En el cristianismo, que sí pretende una ética universal, el yo se identifica con el alma, inmortal, pero presa de la dialéctica pecado/salvación. Ya no será la búsqueda de la belleza, de la sabiduría o de la felicidad la que construya el yo a través de la introspección, sino el análisis, a veces compulsivo, de la pureza de nuestras intenciones: el «examen de conciencia» para reconocer y expurgar la semilla del mal agazapada en nuestro interior. Es esta persistente vigilancia angustiosa la que configura y «produce» la «conciencia» en Occidente, consecuencia de la tradición judeo-cristiana. Sin la premisa de la «culpa», nuestra autoconciencia hubiera sido menos sinuosa, menos abismática, pero también más plana, no sé si más feliz. Sea como fuere, le debemos, a la idea de culpa, buena parte de la profundidad con la que nos enfrentamos a nosotros mismos.

Descartes sanciona de manera moderna la separación entre cuerpo y alma, mundo sensible/mundo inteligible, que, desde Platón y el neoplatonismo, había configurado la metafísica cristiana. Res extensa y res cogitans serán las nuevas denominaciones sustanciales y diferenciadas. El yo, el alma, se piensa cual piloto que dirige la nave del cuerpo.

Para Hume, el yo será el enlace de las sensaciones. Imaginemos un fino hilo que ensartara percepciones, emociones, estados de ánimo… O en una pieza teatral en la cual se suceden situaciones, aparecen personajes. Nada hay en ello, para el autor, de la idea cartesiana del alma como una substancia permanente y definida. La memoria y la ilusión crean el espejismo de una identidad del yo.

Será a partir de la Ilustración cuando ese yo tematice más profundamente su relación con la naturaleza, con la vertiente social y su diversa implicación sexuada. Si a lo largo de todo el proceso, que vengo apenas señalando, el sujeto implícito de la reflexión es el varón blanco, adulto, ciudadano de pleno derecho, detentador de poder y jerarquía, y solo de manera subsidiaria la mujer, este aparece ahora claramente como el sujeto del pacto social. Para él serán los requerimientos de emancipación por medio de la razón, mientras la mujer quedará relegada al ámbito de la naturaleza y los sentimientos. Se consolida el protagonismo del varón en la esfera pública, y la reclusión de la mujer en la esfera privada. El primero se inscribe en lo universal, y la segunda en lo particular, marcada por su sexo. Ello tiene particular relevancia a la hora de la profundización en la identidad del yo. Como Carole Pateman mostró, por debajo del contrato social, el verdadero pacto fundador es el contrato sexual, que consiste en un pacto no pacífico entre hombres heterosexuales para distribuirse entre ellos el acceso al cuerpo femenino fértil. Quienes somos y quienes debemos ser tienen de plantilla inconsciente ese contrato no explícito que pretenderá legitimarse apelando a la naturaleza misma. La pregunta por la identidad del yo en el varón se libera de las particularizaciones, asimilada a la cuestión más general de qué es el ser humano, y quién soy yo en cuanto individuo en relación con ese patrón. Sin embargo, la mujer debe responder a esa misma pregunta, ligada a su condición de hembra de la especie humana y a sus obligaciones como esposa, madre y ángel del hogar.

Datos a revisar
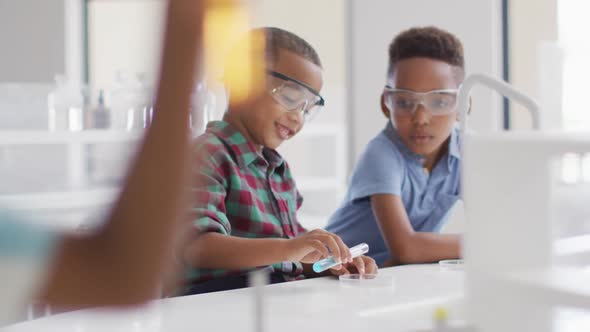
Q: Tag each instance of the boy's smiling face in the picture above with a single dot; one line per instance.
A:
(422, 132)
(264, 122)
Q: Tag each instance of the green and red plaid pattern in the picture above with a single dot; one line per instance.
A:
(241, 193)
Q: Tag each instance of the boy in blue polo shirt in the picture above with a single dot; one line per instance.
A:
(407, 178)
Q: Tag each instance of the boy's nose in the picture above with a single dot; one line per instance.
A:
(296, 117)
(421, 115)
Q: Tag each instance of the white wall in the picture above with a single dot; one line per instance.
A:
(40, 39)
(532, 23)
(376, 22)
(123, 36)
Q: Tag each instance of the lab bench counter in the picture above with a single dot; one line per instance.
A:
(401, 299)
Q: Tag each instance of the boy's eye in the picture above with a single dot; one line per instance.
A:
(442, 101)
(404, 103)
(291, 94)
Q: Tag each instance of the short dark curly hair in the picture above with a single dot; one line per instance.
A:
(428, 42)
(277, 39)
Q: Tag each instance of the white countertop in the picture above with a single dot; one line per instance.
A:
(311, 305)
(402, 299)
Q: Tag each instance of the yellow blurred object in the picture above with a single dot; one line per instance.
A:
(231, 51)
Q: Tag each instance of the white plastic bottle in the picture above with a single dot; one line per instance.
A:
(65, 106)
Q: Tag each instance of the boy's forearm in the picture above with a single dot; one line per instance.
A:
(217, 251)
(425, 247)
(134, 244)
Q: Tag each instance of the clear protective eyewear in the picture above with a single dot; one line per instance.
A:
(405, 102)
(295, 96)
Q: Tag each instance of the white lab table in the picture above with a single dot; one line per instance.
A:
(403, 300)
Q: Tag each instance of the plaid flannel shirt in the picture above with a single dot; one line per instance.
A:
(238, 192)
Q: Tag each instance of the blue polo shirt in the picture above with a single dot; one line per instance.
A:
(388, 166)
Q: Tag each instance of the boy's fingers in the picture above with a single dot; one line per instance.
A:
(320, 247)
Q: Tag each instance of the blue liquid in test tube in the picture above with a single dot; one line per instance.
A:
(329, 262)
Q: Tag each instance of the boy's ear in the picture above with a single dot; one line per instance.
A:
(384, 108)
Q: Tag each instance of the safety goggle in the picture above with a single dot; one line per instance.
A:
(294, 95)
(406, 102)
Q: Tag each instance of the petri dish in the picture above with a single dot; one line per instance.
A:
(452, 264)
(366, 280)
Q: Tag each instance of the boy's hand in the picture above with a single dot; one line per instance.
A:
(315, 245)
(359, 265)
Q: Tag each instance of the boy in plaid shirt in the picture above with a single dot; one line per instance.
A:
(245, 196)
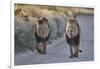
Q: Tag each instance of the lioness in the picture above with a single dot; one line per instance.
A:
(73, 36)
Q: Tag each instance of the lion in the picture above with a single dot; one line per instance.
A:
(73, 36)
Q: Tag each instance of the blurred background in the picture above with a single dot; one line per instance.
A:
(26, 16)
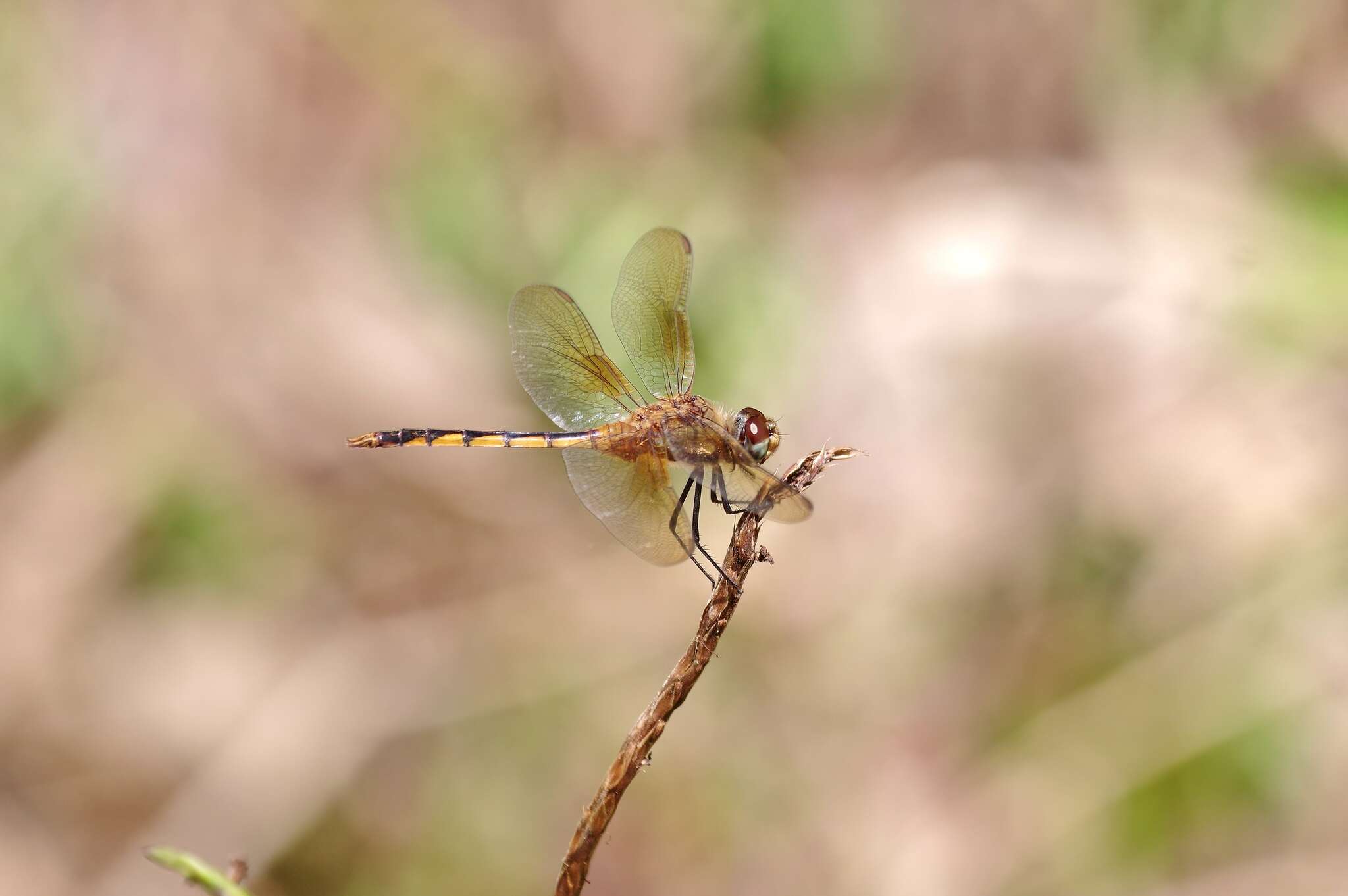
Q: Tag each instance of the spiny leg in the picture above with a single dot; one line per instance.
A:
(679, 507)
(697, 505)
(719, 482)
(692, 555)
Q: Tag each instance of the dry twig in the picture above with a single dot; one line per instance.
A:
(740, 557)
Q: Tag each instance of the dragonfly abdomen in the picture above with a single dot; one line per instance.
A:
(472, 438)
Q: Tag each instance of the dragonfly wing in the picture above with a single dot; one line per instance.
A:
(561, 364)
(650, 311)
(634, 500)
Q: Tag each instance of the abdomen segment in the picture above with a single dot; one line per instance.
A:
(473, 438)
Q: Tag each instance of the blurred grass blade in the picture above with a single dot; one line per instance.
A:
(194, 871)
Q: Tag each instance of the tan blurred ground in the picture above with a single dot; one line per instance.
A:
(1075, 274)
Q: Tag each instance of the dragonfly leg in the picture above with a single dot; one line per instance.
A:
(719, 482)
(692, 555)
(697, 505)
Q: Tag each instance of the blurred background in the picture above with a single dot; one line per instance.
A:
(1075, 274)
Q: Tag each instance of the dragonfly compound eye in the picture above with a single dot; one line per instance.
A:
(754, 433)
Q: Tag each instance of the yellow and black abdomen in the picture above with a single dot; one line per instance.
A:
(473, 438)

Acciones requeridas
A - De acuerdo con el texto proporcionado, ¿por qué le debemos a la idea de culpa buena parte de la profundidad con la que nos enfrentamos a nosotros mismos? Responda en una a tres oraciones.
B - Cite del texto proporcionado el pasaje que comienza con "Para Hume, el" y se extiende hasta "una identidad del yo.".

Respuestas por tarea
A - En el cristianismo, la introspección se convierte en un análisis, a veces compulsivo, de la pureza de nuestras intenciones: el «examen de conciencia» para reconocer y expurgar la semilla del mal agazapada en nuestro interior. Esa persistente vigilancia angustiosa es la que configura y «produce» la conciencia en Occidente. Sin la premisa de la culpa, nuestra autoconciencia habría sido menos sinuosa y abismática, pero también más plana.

B -
Para Hume, el yo será el enlace de las sensaciones. Imaginemos un fino hilo que ensartara percepciones, emociones, estados de ánimo… O en una pieza teatral en la cual se suceden situaciones, aparecen personajes. Nada hay en ello, para el autor, de la idea cartesiana del alma como una substancia permanente y definida. La memoria y la ilusión crean el espejismo de una identidad del yo.